Exercise instructions: Render every line of the material below as a JSON list of strings, one string per line. Leave out any blank lines.

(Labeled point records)
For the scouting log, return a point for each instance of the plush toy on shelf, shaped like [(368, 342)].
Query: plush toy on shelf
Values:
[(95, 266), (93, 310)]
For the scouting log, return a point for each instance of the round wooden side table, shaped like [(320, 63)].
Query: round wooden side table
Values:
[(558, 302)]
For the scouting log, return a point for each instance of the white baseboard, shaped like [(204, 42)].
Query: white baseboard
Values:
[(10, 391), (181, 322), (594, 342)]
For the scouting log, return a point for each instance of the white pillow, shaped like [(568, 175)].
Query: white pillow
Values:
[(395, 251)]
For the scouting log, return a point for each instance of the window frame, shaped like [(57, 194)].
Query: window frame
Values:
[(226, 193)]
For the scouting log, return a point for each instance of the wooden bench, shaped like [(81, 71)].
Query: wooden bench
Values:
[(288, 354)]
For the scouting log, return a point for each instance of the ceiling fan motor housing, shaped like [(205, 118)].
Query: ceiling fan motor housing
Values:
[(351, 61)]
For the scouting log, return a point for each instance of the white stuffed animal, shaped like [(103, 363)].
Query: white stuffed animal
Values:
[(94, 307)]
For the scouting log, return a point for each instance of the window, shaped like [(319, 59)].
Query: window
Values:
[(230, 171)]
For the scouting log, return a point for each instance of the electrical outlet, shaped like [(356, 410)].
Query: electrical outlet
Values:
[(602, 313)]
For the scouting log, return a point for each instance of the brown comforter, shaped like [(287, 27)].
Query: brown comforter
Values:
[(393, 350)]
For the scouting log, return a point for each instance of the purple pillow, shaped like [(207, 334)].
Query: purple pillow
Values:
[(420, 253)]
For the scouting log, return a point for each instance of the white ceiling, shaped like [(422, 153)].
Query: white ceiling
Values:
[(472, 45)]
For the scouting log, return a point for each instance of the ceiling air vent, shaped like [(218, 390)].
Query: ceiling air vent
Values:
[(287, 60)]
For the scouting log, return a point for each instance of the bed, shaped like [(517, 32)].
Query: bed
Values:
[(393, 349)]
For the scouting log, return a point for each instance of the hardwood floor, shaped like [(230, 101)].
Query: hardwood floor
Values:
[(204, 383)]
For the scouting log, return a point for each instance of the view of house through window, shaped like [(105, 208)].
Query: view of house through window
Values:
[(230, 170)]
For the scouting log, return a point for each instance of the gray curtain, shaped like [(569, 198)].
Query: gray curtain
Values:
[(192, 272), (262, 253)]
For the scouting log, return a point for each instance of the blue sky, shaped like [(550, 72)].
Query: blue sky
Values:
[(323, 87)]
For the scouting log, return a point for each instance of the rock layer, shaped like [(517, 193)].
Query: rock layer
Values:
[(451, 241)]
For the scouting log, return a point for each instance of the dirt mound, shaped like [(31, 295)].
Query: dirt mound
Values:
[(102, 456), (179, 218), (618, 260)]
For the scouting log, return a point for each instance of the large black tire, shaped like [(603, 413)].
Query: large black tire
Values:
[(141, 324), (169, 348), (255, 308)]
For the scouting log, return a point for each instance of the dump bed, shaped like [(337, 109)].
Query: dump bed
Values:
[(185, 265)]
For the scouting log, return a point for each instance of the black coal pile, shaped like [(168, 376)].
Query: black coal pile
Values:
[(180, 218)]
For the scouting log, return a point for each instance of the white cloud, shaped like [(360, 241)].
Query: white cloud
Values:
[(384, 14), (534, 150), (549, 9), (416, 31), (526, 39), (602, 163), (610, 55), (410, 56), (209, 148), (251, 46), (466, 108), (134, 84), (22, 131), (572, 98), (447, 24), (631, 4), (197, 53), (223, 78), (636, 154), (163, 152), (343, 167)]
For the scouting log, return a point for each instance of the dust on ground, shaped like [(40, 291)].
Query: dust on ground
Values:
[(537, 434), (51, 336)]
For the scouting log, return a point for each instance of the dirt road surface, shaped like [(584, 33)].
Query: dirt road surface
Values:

Complete output:
[
  "For the scouting log, return a point for each instance of the plush toy on shelf, shaped like [(368, 342)].",
  "Query: plush toy on shelf",
  "Values:",
  "[(95, 266), (93, 310)]",
  "For the scouting log, return a point for each instance of the round wooden side table, shaped like [(320, 63)].",
  "Query: round wooden side table",
  "Values:",
  "[(558, 302)]",
  "For the scouting log, return a point for each instance of the white baseboard, shaped like [(204, 42)].",
  "Query: white baseboard",
  "Values:",
  "[(10, 391), (181, 322), (594, 342)]",
  "For the scouting log, return a point for each instance of the white pillow, shaped like [(568, 175)].",
  "Query: white pillow",
  "Values:",
  "[(395, 251)]",
  "For the scouting log, return a point for each instance of the window frame, shaped like [(57, 194)].",
  "Query: window frame",
  "Values:",
  "[(226, 193)]",
  "For the scouting log, return a point for each instance of the wooden bench, shaped like [(81, 71)].",
  "Query: wooden bench",
  "Values:",
  "[(288, 354)]",
  "For the scouting log, return a point for each instance of the ceiling fan motor housing, shaped like [(205, 118)].",
  "Query: ceiling fan motor housing",
  "Values:",
  "[(351, 61)]",
  "For the scouting log, return a point for each instance of the white stuffed animal, shaped like [(103, 363)].",
  "Query: white stuffed animal",
  "Values:",
  "[(94, 307)]",
  "For the scouting log, return a point for each instance of the window, shaped like [(319, 59)].",
  "Query: window",
  "Values:",
  "[(230, 171)]",
  "For the scouting log, return a point for each instance of the electrical outlet, shaped like [(356, 410)].",
  "Query: electrical outlet",
  "Values:",
  "[(602, 313)]",
  "For the scouting log, return a point for each instance of the brown comforter, shaped like [(287, 27)].",
  "Query: brown comforter",
  "Values:",
  "[(393, 350)]",
  "For the scouting log, return a point for each instance of the purple pillow, shaped like [(207, 334)].",
  "Query: purple pillow",
  "Values:",
  "[(420, 253)]",
  "For the scouting log, return a point for each instance of the white ceiling, shaped like [(422, 153)].",
  "Query: white ceiling",
  "Values:",
  "[(472, 45)]",
  "For the scouting log, return a point for each instance of the ceiling air vent, shaped like [(218, 390)].",
  "Query: ceiling air vent",
  "Values:",
  "[(287, 60)]",
  "For the scouting log, return a point for each instance of the bed, shaped like [(517, 32)].",
  "Query: bed",
  "Values:",
  "[(393, 349)]",
  "For the scouting log, return a point for each instance of the hardwood floor, shaped like [(230, 101)].",
  "Query: hardwood floor",
  "Values:",
  "[(204, 383)]",
  "For the scouting log, return a point for each instance of the view of house through window, shaped like [(105, 208)].",
  "Query: view of house through window",
  "Values:",
  "[(230, 170)]",
  "For the scouting log, return a point for each instance of the gray curtain, shaped like [(569, 198)].",
  "Query: gray curtain",
  "Values:",
  "[(192, 272), (262, 253)]",
  "For the scouting log, return a point for each instance of the blue sky, shaped like [(550, 72)].",
  "Query: blue sky",
  "Values:",
  "[(323, 87)]",
  "For the scouting log, return a point for each instance of the rock layer, shaped like [(517, 193)].",
  "Query: rock layer",
  "Values:",
  "[(451, 241)]",
  "For the scouting log, return a point for each instance of the dirt mound, shaped like [(31, 295)].",
  "Query: dirt mound",
  "Values:",
  "[(102, 456), (179, 218), (618, 260)]",
  "For the scouting log, return a point for each instance of the large black tire, shaped like [(603, 413)].",
  "Query: large black tire",
  "Values:",
  "[(141, 324), (169, 348), (255, 308)]",
  "For the scouting log, return a point for each instance of the dump bed, shaped like [(337, 109)].",
  "Query: dump bed",
  "Values:",
  "[(185, 265)]",
  "For the scouting log, return a point for each instance of the black coal pile, shaped like [(168, 376)].",
  "Query: black coal pile",
  "Values:",
  "[(180, 218)]",
  "For the scouting log, return a point for each instance of the white cloud, shaped like [(360, 241)].",
  "Query: white cloud",
  "Values:",
  "[(384, 14), (534, 150), (549, 9), (416, 31), (526, 39), (602, 163), (610, 55), (410, 56), (209, 148), (251, 46), (466, 108), (134, 84), (22, 131), (572, 98), (447, 24), (631, 4), (197, 53), (223, 78), (636, 154), (163, 152), (343, 167)]",
  "For the scouting log, return a point for each instance of the dust on ground, shaped like [(40, 291)].",
  "Query: dust on ground",
  "Values:",
  "[(537, 434), (51, 336)]",
  "For the scouting log, return a point for each instance of the dirt road surface, shaped like [(584, 33)].",
  "Query: dirt road surface",
  "Values:"
]